> Short problem: Pick out each line in the records below that contains the string "image", and copy those lines.

> Data extract:
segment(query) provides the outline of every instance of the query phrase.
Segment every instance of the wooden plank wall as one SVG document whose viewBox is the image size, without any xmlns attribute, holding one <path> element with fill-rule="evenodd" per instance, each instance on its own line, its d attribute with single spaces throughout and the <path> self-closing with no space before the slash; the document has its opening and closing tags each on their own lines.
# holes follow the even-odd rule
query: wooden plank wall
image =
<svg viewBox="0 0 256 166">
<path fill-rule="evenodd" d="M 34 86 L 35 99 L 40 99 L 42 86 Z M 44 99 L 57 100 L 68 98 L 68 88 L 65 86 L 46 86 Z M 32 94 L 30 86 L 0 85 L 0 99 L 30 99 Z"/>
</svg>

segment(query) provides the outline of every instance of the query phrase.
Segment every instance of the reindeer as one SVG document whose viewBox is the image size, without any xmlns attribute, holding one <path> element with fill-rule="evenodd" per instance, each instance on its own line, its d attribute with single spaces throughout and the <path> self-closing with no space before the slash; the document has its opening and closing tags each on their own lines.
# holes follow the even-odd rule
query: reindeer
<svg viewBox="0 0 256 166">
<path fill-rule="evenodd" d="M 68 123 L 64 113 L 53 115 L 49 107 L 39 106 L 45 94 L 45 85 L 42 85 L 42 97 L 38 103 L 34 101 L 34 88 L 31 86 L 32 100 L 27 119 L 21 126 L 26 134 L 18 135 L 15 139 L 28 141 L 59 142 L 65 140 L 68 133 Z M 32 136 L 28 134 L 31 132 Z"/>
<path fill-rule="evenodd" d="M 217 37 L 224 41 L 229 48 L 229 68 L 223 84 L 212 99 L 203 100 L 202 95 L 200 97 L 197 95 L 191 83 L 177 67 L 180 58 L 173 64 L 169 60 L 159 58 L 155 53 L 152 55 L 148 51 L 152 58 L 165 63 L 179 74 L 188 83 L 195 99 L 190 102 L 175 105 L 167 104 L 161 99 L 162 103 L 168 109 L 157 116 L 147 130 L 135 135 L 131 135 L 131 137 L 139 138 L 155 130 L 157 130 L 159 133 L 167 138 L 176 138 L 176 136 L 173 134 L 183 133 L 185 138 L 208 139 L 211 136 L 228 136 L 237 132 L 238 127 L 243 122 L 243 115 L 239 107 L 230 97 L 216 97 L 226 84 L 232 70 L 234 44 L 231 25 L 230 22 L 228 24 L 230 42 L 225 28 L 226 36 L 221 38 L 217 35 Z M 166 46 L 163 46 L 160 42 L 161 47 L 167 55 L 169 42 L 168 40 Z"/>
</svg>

> Written answer:
Segment every instance of the wooden plank wall as one SVG document whose viewBox is the image size, without any xmlns attribute, holding one <path> element with fill-rule="evenodd" per instance, each instance on its own line, its d attribute with single spaces throughout and the <path> self-closing with no space before the slash; the document has its opening and closing tags each on their own lines.
image =
Segment every instance of the reindeer as one SVG document whose viewBox is the image size, without any xmlns attribute, holding one <path> element with fill-rule="evenodd" per instance, each instance on its own line, its d attribute with single spaces throughout and the <path> self-closing with no space before the slash; the document has its opening and closing tags each on their own lines.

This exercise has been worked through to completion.